• _Aim of the exercise_:
Will you quote all of the entries, word for word?

• _Task data_:
┄┄┄┄┄┄┄┄┄┄

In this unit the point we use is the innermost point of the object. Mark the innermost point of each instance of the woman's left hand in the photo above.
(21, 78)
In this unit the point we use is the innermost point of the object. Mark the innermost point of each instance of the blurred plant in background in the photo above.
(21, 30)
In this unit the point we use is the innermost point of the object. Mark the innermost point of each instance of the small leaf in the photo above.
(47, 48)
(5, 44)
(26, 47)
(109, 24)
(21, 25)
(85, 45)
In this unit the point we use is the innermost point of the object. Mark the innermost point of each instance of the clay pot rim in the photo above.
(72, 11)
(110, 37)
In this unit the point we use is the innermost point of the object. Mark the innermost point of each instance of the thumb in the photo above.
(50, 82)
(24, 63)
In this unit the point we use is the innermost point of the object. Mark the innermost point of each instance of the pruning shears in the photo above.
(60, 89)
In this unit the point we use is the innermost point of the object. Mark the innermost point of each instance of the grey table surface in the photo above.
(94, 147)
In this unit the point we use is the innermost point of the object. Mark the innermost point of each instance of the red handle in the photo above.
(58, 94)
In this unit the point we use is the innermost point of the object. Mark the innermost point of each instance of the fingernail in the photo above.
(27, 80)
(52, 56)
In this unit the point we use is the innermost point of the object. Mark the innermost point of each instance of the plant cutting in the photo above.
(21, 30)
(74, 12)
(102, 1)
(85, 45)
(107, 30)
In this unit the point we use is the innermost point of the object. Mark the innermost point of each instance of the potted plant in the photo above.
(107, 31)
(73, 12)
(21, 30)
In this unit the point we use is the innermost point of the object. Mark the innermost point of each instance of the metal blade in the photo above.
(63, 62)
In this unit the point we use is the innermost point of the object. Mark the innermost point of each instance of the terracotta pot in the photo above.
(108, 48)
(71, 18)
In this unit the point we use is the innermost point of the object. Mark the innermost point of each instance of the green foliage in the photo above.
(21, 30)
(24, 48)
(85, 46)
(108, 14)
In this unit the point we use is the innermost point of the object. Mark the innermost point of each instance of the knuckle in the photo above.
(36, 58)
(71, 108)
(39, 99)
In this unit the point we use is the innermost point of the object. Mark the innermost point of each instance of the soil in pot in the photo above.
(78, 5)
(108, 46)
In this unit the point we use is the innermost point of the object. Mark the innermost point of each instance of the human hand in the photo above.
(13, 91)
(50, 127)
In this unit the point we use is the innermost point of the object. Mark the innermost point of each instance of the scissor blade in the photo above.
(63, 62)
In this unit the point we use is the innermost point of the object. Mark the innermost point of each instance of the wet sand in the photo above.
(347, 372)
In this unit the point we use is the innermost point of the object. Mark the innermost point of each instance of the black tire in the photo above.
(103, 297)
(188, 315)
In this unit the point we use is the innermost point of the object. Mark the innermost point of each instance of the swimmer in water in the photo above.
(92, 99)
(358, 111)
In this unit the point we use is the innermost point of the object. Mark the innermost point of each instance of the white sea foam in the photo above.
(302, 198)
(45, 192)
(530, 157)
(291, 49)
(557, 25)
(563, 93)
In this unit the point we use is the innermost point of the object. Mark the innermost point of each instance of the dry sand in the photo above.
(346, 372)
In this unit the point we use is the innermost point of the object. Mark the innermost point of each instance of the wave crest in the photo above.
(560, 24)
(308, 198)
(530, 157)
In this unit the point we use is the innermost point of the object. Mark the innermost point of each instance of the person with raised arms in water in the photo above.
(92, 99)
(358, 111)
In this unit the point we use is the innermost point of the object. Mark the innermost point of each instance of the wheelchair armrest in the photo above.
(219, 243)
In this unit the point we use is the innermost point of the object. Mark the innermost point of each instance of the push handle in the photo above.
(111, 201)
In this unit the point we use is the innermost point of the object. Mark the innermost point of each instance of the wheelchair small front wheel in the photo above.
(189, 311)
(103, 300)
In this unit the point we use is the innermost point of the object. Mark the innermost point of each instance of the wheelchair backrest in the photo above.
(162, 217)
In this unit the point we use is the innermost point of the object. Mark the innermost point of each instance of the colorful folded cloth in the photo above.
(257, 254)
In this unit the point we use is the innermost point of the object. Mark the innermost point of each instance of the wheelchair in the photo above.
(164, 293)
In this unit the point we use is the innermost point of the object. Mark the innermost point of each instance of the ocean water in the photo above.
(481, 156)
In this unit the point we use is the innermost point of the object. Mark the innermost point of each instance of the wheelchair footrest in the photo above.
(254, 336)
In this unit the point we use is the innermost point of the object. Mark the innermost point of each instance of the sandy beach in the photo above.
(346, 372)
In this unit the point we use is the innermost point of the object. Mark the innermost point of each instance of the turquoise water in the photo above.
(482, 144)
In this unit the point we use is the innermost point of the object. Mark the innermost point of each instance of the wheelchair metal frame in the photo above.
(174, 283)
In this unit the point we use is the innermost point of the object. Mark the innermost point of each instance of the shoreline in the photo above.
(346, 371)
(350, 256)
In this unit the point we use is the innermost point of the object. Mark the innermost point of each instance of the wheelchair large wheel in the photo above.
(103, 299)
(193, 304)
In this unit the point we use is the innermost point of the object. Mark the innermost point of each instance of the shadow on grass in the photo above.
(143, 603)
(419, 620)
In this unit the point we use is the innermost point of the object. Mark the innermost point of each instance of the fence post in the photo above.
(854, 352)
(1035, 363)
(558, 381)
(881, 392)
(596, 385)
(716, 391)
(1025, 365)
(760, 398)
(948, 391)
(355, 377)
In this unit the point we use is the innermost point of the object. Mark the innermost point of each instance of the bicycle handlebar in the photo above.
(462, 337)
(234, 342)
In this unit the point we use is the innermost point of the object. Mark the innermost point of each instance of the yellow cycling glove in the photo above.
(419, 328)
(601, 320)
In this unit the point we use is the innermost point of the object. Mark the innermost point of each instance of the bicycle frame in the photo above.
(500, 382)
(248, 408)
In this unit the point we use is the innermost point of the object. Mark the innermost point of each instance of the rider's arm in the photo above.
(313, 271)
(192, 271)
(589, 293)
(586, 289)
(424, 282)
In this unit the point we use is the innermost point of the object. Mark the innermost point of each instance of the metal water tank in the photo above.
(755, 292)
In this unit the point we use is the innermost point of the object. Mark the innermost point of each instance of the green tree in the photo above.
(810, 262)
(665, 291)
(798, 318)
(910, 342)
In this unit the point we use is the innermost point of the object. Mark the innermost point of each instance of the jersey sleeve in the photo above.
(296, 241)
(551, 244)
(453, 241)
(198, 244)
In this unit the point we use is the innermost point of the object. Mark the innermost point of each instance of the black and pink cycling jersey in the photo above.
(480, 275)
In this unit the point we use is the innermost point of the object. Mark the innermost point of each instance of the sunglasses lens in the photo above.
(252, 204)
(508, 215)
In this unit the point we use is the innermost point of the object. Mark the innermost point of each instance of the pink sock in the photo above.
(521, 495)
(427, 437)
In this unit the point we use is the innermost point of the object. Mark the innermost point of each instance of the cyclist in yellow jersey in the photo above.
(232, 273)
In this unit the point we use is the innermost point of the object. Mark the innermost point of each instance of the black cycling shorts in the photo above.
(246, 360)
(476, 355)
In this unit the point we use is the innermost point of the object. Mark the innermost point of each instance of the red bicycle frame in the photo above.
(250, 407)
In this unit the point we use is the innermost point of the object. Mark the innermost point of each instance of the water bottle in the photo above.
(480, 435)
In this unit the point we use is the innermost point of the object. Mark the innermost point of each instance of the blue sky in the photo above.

┄┄┄┄┄┄┄┄┄┄

• _Result of this task_:
In this unit the point we use is the innermost point of the object. Mark the innermost point of each instance of the woman's left hand in the photo above.
(21, 78)
In this unit the point we use is the innermost point of the object. Mark the innermost point of each instance of the blurred plant in background in the photo above.
(21, 30)
In this unit the point we use is the innermost point of the object. Mark the innermost point of each instance of the small leaf in the photo above.
(47, 48)
(5, 44)
(26, 47)
(109, 24)
(21, 25)
(85, 45)
In this unit the point we use is the innermost point of the object. Mark the innermost point of each instance of the clay pot rim in the photo above.
(72, 11)
(110, 37)
In this unit the point we use is the innermost point of the object. Mark the innermost point of each instance of the thumb in the photo above.
(50, 82)
(24, 63)
In this unit the point we use is the innermost point of the object. Mark the innermost point of each instance of the pruning shears in the photo above.
(60, 89)
In this unit the point we use is the innermost point of the object. Mark the innermost point of each instance of the grey table surface in the photo above.
(94, 147)
In this unit the point we use is the innermost point of the object. Mark the innermost point of each instance of the red handle in the photo above.
(58, 94)
In this unit the point we use is the innermost point of the object. Mark the innermost point of each instance of the fingernail in the photo above.
(27, 80)
(52, 56)
In this unit the point we use is the innermost point of the object. Mark the innermost point of each instance of the plant cutting in the photo above.
(21, 30)
(74, 12)
(102, 1)
(85, 45)
(107, 30)
In this unit the point we use is the innermost point of the object. Mark the innermost point of each instance of the potted plant in the photo above.
(107, 31)
(73, 12)
(21, 30)
In this unit the point we use is the innermost point of the object. Mark the innermost point of each instance of the metal blade in the photo above.
(63, 62)
In this unit the point we use is the innermost point of the object. Mark the innermost point of each instance of the terracotta pot in the photo above.
(108, 48)
(71, 18)
In this unit the point we use is the innermost point of the object. Mark the innermost point of each instance of the green foliage in the photo above.
(21, 30)
(24, 48)
(85, 46)
(108, 14)
In this unit the point we use is the innermost point of the object. Mark the innermost point of each instance of the knuckle in the photo above.
(36, 58)
(71, 108)
(39, 99)
In this unit the point we use is the innermost point of the object. Mark the innermost point of each instance of the soil in pot in the photo above.
(78, 5)
(108, 46)
In this unit the point we use is the innermost point of the object. Mark the innermost point of each instance of the human hand in the photo above.
(13, 91)
(50, 127)
In this unit the point we use is the innermost point of the object. Mark the innermost point of each instance of the scissor blade in the photo above.
(63, 62)
In this unit the point we use is the innermost point of the object. Mark the innermost point of each instance of the wet sand in the photo above.
(347, 372)
In this unit the point we use is the innermost point of the object. Mark the innermost point of each instance of the black tire in the photo above.
(103, 297)
(188, 315)
In this unit the point we use is the innermost point of the object. Mark the innermost point of each instance of the swimmer in water in the photo above.
(92, 99)
(358, 111)
In this unit the point we use is the innermost point of the object. Mark the innermost point of each instance of the white sea foam in the photo above.
(302, 198)
(45, 192)
(530, 157)
(291, 49)
(557, 25)
(563, 93)
In this unit the point we use is the innermost point of the object. Mark the innermost point of each instance of the dry sand in the photo above.
(346, 372)
In this unit the point we use is the innermost point of the object. Mark the innermost point of each instance of the wave crest in the photo above.
(560, 24)
(308, 198)
(530, 157)
In this unit the point we use is the innermost point of the object. Mark the innermost point of each instance of the person with raised arms in water in the photo above.
(92, 99)
(358, 111)
In this unit the point we use is the innermost point of the object. Mark the innermost point of each instance of the wheelchair armrest in the photo above.
(219, 243)
In this unit the point we use is the innermost point of the object. Mark the innermost point of each instance of the push handle in the photo above.
(111, 201)
In this unit the point we use is the innermost point of the object. Mark the innermost point of each instance of the wheelchair small front wheel in the photo above.
(189, 311)
(103, 300)
In this unit the point we use is the innermost point of the object. Mark the innermost point of each instance of the wheelchair backrest in the photo above.
(162, 217)
In this unit the point we use is the innermost point of the object. Mark the innermost point of each instance of the colorful folded cloth in the photo above.
(257, 254)
In this unit the point we use is the innermost point of the object. Mark the innermost point of each instance of the wheelchair in the photo above.
(164, 293)
In this unit the point we use is the innermost point of the object. Mark the innermost point of each instance of the ocean water in the photo above.
(481, 156)
In this unit the point we use is the innermost point of the object. Mark the innermost point of each instance of the wheelchair footrest in the photo above.
(254, 336)
In this unit the point we use is the innermost point of the object. Mark the innermost point of each instance of the sandy beach in the photo above.
(346, 372)
In this unit the point we use is the innermost point of the object. Mark the innermost point of each instance of the turquoise water in the photo above.
(482, 144)
In this unit the point we use is the innermost point of the object. Mark the innermost point of each instance of the wheelchair metal frame in the photo above.
(174, 283)
In this unit the point we use is the innermost point of the object. Mark the innermost point of each instance of the shoreline in the photo above.
(346, 371)
(350, 256)
In this unit the point we use is the innermost point of the object. Mark the innermost point of each instance of the wheelchair large wheel in the photo above.
(103, 299)
(193, 304)
In this unit the point we use is the innermost point of the object. Mark the innermost point of each instance of the shadow on grass in the photo above.
(143, 603)
(419, 620)
In this unit the point we use is the innermost point of the object. Mark the innermost point of each instance of the fence post in the photo above.
(854, 352)
(1035, 363)
(558, 381)
(881, 392)
(596, 385)
(716, 391)
(1025, 365)
(760, 398)
(948, 391)
(355, 377)
In this unit the point we use is the innermost point of the object. Mark the innermost point of each instance of the bicycle handlebar in the photo above.
(462, 337)
(234, 342)
In this unit the point we use is the innermost point of the object. Mark the innermost point of each instance of the yellow cycling glove in the photo above.
(419, 328)
(601, 320)
In this unit the point we use is the innermost point of the object. Mark the innermost point of each instance of the bicycle frame in the photo above.
(500, 382)
(248, 408)
In this unit the point we use is the innermost point of the object. Mark the innermost point of each instance of the rider's arm in the photo above.
(313, 271)
(192, 271)
(589, 293)
(586, 289)
(424, 282)
In this unit the point we use is the innermost point of the object. Mark the innermost point of each instance of the metal water tank in the photo above.
(755, 292)
In this unit the point we use is the innermost point of the object. Mark the innermost point of each instance of the green tree in the photo above.
(810, 262)
(665, 291)
(798, 318)
(910, 342)
In this unit the point we use is the innermost point of the object. Mark the innermost point of each instance of the jersey sleeve in the photo above.
(296, 241)
(551, 244)
(453, 241)
(198, 244)
In this unit the point we use is the innermost point of the object. Mark the innermost point of each instance of the black and pink cycling jersey in the photo above.
(480, 275)
In this unit the point we use is the innermost point of the object. Mark the innermost point of each instance of the sunglasses lens in the photo above.
(252, 204)
(508, 215)
In this unit the point we use is the innermost point of the object. Mark the innermost point of each instance of the pink sock in the photo above.
(521, 495)
(427, 437)
In this unit the point we use is the innermost point of the object. Mark the innermost point of each instance of the cyclist in yellow jersey in the photo above.
(232, 273)
In this unit the point we use is the innermost point of the object. Mark the innermost point of each instance of the black cycling shorts in the photo above.
(246, 360)
(476, 355)
In this unit the point we use is the innermost point of the object. Mark the innermost point of each instance of the red bicycle frame in the photo above.
(250, 407)
In this unit the point we use is the innermost point of the object. Mark the innermost point of each instance of the water bottle in the photo above.
(480, 435)
In this unit the point we use is the innermost point of the object. Mark the innermost point of each instance of the blue sky in the photo above.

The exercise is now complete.